» Written problem:
Please show every line in the items below that contains the word "with".
:: Recorded information ::
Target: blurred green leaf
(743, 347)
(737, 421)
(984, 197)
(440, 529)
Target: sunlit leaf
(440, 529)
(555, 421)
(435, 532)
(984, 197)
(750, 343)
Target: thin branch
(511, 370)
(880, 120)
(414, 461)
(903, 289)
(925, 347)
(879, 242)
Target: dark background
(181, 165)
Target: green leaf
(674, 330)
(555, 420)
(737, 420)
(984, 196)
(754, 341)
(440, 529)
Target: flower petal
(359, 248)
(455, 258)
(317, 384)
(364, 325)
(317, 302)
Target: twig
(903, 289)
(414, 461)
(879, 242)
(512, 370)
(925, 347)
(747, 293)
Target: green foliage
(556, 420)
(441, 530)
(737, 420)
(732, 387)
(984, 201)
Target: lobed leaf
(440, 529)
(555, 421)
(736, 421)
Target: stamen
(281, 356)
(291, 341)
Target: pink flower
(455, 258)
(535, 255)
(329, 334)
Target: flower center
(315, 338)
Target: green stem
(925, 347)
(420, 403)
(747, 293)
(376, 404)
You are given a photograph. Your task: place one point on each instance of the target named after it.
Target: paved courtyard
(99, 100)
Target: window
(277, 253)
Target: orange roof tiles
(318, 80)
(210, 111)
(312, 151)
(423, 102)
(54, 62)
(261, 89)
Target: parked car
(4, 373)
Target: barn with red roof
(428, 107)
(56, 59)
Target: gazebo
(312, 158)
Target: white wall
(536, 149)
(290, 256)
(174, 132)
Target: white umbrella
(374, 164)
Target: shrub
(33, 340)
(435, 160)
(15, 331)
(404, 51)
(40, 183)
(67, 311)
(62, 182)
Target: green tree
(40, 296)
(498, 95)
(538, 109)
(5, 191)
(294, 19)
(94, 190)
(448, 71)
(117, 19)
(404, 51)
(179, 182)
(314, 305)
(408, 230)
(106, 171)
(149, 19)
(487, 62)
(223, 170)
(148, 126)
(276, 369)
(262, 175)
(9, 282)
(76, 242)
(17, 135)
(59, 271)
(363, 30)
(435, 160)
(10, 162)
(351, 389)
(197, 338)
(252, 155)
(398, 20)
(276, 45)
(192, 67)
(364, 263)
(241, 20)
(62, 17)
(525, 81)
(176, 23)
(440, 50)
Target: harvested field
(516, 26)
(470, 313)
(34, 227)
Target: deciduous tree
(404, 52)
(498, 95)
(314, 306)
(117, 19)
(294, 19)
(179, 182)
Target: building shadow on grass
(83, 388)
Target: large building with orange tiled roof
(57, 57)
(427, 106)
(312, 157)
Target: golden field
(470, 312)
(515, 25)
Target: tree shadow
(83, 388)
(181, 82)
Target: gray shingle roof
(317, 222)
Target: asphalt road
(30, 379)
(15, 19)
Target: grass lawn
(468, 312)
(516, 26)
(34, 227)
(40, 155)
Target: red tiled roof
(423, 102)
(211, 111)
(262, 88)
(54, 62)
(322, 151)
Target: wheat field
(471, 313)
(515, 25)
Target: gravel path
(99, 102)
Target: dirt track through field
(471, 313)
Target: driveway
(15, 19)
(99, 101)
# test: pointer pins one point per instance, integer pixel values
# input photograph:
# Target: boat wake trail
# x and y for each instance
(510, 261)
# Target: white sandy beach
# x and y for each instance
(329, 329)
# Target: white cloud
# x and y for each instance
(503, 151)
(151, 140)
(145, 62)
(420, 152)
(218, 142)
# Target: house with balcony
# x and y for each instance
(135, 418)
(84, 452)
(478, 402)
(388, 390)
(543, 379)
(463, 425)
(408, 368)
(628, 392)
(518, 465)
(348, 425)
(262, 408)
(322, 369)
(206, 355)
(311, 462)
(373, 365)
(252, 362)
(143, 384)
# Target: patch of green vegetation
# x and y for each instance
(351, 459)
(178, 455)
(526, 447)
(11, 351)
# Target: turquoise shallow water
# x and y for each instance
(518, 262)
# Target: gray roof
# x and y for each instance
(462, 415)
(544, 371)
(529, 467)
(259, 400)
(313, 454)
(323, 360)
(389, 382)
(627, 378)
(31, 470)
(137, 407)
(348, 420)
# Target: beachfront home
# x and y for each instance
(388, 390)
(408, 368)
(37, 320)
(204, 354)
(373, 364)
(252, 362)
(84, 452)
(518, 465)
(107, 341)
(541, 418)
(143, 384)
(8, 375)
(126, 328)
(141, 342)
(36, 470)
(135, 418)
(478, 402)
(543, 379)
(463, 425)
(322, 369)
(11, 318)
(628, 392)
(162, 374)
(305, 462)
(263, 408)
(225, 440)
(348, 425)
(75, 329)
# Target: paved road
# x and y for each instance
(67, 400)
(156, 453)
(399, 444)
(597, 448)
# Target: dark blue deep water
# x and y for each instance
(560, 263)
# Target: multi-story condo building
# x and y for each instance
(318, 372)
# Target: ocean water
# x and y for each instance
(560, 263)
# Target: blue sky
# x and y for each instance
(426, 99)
:::
:: Recorded information ::
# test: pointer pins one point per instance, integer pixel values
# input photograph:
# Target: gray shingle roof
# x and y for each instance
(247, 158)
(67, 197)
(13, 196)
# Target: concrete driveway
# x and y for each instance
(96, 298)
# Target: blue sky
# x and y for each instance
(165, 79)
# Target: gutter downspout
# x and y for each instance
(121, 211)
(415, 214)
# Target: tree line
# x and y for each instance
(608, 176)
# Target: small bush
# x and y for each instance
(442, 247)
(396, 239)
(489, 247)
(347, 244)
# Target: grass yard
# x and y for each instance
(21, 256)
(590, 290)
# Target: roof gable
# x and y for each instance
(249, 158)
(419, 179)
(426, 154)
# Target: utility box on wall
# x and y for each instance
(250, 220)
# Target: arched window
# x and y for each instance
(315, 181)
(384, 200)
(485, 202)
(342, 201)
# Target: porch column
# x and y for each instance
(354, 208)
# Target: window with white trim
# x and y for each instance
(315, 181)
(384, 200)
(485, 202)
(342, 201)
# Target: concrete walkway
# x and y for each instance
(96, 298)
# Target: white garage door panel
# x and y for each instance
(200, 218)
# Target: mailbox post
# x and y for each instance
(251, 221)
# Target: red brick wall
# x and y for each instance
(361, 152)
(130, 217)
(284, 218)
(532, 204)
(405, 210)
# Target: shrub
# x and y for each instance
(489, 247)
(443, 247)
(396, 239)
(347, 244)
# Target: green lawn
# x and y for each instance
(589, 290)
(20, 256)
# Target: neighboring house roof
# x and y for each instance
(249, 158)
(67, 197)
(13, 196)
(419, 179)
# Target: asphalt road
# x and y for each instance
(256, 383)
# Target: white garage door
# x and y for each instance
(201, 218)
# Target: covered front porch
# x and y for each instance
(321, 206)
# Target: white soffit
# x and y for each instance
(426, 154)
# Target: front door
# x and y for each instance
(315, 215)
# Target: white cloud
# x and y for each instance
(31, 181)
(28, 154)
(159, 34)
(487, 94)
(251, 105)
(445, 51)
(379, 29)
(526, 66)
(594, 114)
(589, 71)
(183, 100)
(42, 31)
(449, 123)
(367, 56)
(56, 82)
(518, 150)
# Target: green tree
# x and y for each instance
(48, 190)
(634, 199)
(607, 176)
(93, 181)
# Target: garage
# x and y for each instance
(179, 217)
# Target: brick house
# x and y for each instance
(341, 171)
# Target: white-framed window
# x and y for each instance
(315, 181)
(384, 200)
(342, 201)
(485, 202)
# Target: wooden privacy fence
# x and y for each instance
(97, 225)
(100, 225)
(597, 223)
:::
:: Recorded information ::
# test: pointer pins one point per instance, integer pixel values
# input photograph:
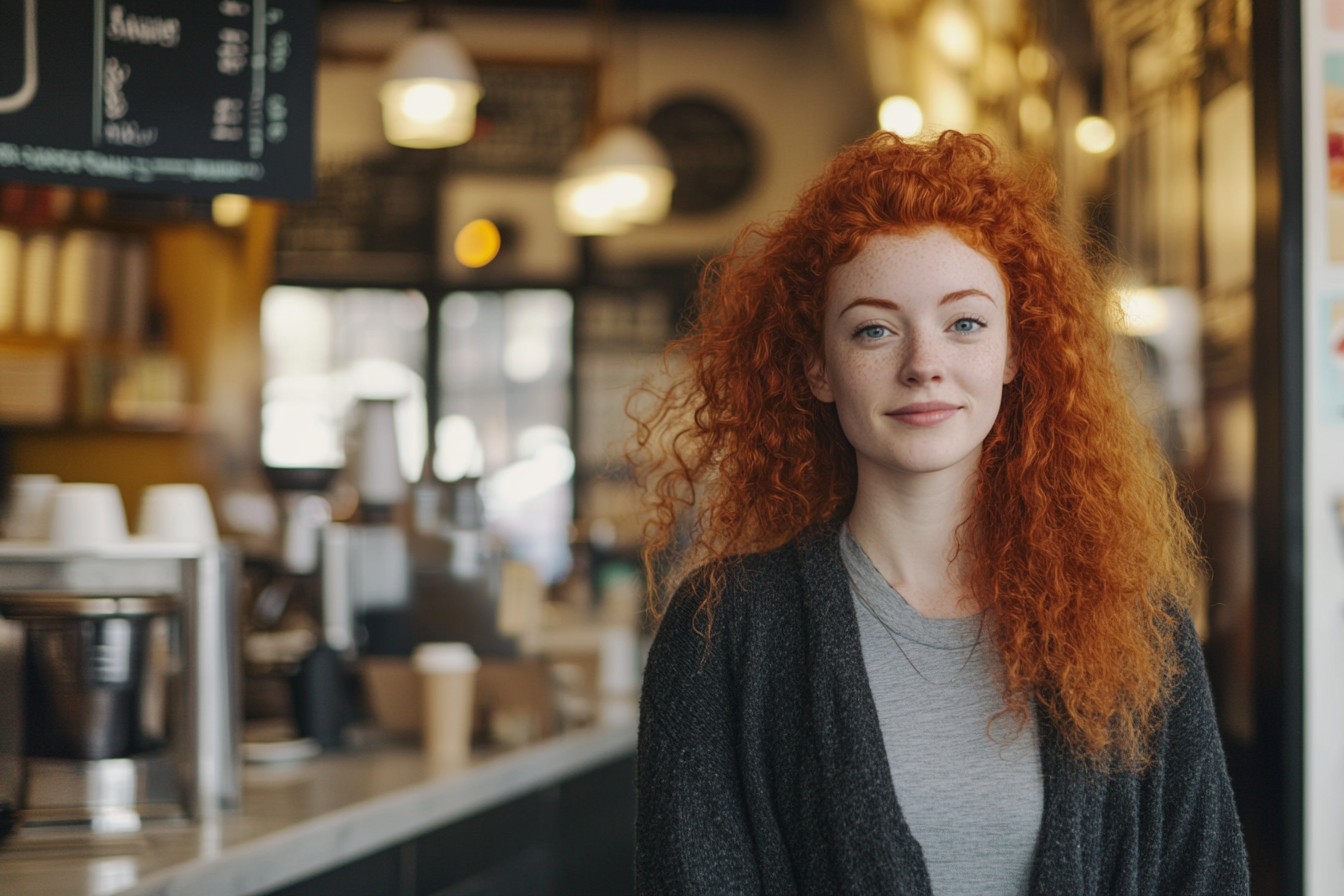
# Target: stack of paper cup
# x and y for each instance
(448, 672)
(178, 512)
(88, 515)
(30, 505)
:::
» Written response:
Target: barn with red roof
Target: large building with orange tiled roof
# Target: house with balcony
# Target: window with white trim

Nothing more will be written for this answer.